(Excerpts from point annotation data)
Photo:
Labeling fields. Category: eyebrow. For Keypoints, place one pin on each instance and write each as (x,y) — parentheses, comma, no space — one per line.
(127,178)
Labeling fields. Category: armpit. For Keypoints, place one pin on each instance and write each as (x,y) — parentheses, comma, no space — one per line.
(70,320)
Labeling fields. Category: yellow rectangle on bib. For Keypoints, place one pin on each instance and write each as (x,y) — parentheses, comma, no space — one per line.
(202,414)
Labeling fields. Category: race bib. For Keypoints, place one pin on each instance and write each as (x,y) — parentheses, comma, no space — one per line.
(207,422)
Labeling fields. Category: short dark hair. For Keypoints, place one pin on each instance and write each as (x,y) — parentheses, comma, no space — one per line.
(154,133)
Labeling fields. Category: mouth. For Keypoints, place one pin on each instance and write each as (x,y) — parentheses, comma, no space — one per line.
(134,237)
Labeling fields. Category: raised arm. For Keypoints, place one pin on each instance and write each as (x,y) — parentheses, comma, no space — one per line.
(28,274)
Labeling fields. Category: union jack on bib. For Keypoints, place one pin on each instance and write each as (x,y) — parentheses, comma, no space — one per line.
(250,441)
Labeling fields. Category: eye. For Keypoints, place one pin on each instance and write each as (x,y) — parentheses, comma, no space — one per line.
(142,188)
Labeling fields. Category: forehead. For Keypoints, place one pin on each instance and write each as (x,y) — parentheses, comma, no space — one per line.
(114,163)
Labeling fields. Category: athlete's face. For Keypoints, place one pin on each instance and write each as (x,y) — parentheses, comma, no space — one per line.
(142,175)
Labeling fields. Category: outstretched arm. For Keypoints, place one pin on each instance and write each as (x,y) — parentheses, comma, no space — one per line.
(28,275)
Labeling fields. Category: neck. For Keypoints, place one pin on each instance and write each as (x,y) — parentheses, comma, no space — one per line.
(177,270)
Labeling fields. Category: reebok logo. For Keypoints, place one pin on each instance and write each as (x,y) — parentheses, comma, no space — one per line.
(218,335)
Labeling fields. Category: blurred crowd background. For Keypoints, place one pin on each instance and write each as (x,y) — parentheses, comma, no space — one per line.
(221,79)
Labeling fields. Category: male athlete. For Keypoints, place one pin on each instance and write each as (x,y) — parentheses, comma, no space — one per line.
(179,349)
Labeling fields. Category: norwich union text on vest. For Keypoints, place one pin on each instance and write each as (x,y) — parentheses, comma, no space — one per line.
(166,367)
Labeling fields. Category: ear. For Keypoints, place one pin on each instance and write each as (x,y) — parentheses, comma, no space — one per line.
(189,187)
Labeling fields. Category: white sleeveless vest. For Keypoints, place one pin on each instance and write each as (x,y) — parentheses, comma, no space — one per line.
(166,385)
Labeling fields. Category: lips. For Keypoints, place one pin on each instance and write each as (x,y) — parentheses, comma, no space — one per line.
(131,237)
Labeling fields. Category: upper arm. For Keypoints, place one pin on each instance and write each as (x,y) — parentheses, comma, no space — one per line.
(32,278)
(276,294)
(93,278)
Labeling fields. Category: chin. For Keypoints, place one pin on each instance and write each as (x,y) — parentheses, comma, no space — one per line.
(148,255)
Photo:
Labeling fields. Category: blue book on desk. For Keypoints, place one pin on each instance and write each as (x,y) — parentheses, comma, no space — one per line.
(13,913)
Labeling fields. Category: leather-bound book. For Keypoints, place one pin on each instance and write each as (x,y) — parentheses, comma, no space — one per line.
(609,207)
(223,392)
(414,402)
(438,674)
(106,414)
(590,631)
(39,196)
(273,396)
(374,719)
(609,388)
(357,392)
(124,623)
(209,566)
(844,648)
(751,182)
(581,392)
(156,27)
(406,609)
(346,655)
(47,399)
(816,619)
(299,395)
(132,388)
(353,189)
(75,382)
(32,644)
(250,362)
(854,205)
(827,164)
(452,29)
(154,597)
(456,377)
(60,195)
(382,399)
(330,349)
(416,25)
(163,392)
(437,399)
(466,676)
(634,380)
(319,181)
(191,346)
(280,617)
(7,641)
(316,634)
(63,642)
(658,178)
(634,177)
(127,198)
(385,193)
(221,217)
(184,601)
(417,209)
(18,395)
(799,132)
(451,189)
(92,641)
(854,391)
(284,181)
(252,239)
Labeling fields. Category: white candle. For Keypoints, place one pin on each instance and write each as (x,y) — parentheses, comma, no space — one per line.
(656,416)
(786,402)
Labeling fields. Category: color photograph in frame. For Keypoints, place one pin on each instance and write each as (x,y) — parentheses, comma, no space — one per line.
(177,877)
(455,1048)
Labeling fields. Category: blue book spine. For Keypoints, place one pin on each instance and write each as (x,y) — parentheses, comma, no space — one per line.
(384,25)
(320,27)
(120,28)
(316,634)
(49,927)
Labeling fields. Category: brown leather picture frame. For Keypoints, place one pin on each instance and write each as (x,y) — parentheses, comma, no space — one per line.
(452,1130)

_WHAT THE TASK ASKS_:
Reproduce all of the data above word for word.

_WRITTEN SOLUTION_:
Photo:
Labeling fields. Category: eyebrow. For Keypoints, place one pin on each instance and write each as (x,y) — parentheses, comma, no space — one per line.
(127,178)
Labeling fields. Category: armpit. For Keypoints, place one pin on each instance and write each as (x,y) — parentheses, comma, no space — one per line.
(70,320)
Labeling fields. Category: yellow rectangle on bib. For Keypoints, place one pin on each instance and write each as (x,y) — parentheses, comma, no space — one per line.
(202,414)
Labeling fields. Category: race bib. For Keypoints, place one pin on each instance and write each as (x,y) — parentheses, comma, no space — one per line.
(207,422)
Labeling fields. Category: short dark hair. For Keypoints, place one pin on each instance and write each as (x,y) — parentheses, comma, no space — one per line.
(154,133)
Labeling fields. Category: mouth. For Keypoints, place one pin on each instance and write each as (x,y) — parentheses, comma, no space — one per line.
(134,237)
Labeling fields. Category: raised arm. For Keypoints, place one pin on each instance and write each as (x,y) — parentheses, comma, no space — one per line.
(28,274)
Labeling fields. Category: union jack on bib. For Keypoints, place one pin on each instance and write each as (x,y) — parentheses, comma, no space — one per line.
(250,441)
Labeling fields. Category: eye. For Keypoints, place one pin on each instance and write each as (x,y) — parentheses, comma, no space — one per line.
(142,188)
Labeling fields. Category: forehead. For Keypoints, place one pin on each instance and write each as (x,y) — parentheses, comma, no space — one per line.
(114,163)
Labeling fields. Category: athlete's face. For Keypoints, place one pin on each instance and write each as (x,y) — parentheses, comma, no space — one per line.
(142,175)
Labeling fields. Category: outstretched arm. For Keypoints, place one pin on each instance and write each as (x,y) — parentheses, comma, no space — one per line.
(28,275)
Labeling fields. Category: neck. For Keypoints, place one pin on each instance and write each as (x,y) — parentheses, comma, no space — one per line.
(177,270)
Labeling fields. Category: reebok logo. For Keypoints, place one pin on each instance and write each as (x,y) — parentheses, comma, no space — one per line.
(218,335)
Labeling fields. Category: blurred crowd background. For Keypoints, place one pin on each instance and write each as (x,y) — parentheses, comma, no space — one per line.
(221,79)
Labeling fields. Category: male athlete. For Keypoints, place one pin on each instance and write each as (x,y) — parentheses, comma, no space — one per line.
(179,349)
Labeling fields. Category: norwich union text on vest. For Keypoints, place one pin on each instance and write each as (x,y) — parentheses, comma, no space — one per line.
(166,367)
Labeling fields. Category: ear. For Keypoints, place one pin on each instance and write each as (x,y) — parentheses, comma, no space — one per line.
(189,187)
Labeling fields. Category: white sleeveless vest. For Keypoints, place one pin on each instance and write each as (x,y) — parentheses, comma, no space — one per line.
(166,385)
Labeling fields. Category: lips. For Keypoints, place one pin on each instance and write each as (x,y) — parentheses, comma, no space — one per line.
(131,237)
Labeling fields. Category: upper arm. For Keypoints, place one pin on each instance and write each as (x,y) — parentheses, comma, no space — one per line.
(32,278)
(276,294)
(93,278)
Labeling fields. Category: chin. For Keypoints, place one pin on each instance and write each as (x,y) — parentheses, comma, no space — one per line.
(148,255)
Photo:
Labeling fields. Category: blue book on desk. For Keypoints, place one pin on each instance and write each as (x,y) — parentheses, comma, no space — one per line.
(13,913)
Labeling fields. Category: leather-bound book. For Keypoints, place one pin on each instance and write each as (x,y) — parentheses, comma, no space — one per line.
(609,207)
(223,392)
(414,402)
(438,674)
(106,414)
(590,631)
(39,196)
(273,396)
(374,719)
(609,388)
(357,392)
(124,623)
(209,566)
(844,648)
(751,182)
(581,392)
(156,27)
(406,609)
(346,655)
(47,399)
(816,619)
(299,395)
(132,388)
(353,189)
(75,382)
(32,644)
(250,362)
(854,205)
(827,164)
(452,29)
(154,597)
(456,377)
(60,195)
(382,399)
(330,349)
(416,25)
(163,392)
(437,399)
(466,676)
(634,380)
(319,181)
(191,346)
(280,617)
(7,641)
(316,634)
(63,642)
(658,178)
(634,177)
(127,198)
(385,193)
(221,217)
(184,601)
(417,209)
(18,395)
(799,132)
(451,189)
(92,641)
(854,391)
(284,181)
(252,239)
Labeling fields. Category: white candle. For Keypoints, place one pin on each instance and write each as (x,y) — parentheses, comma, no space — one per line.
(656,416)
(786,402)
Labeling fields. Category: color photograph in frame. For Keypoints, place one pin on each instance and write each as (x,y) — parentheses, comma, no space — one per line.
(177,877)
(455,1048)
Labeling fields. Category: blue book spine. For Keypoints, place one pin on each instance and write each as (x,y) — parentheses, comma, no space — one per line.
(384,25)
(320,27)
(120,28)
(316,634)
(49,927)
Labeling fields. Category: brown leather picture frame. For Keypoints, place one pin on each instance and write each as (x,y) — parentheses, comma, no space — one per line.
(452,1130)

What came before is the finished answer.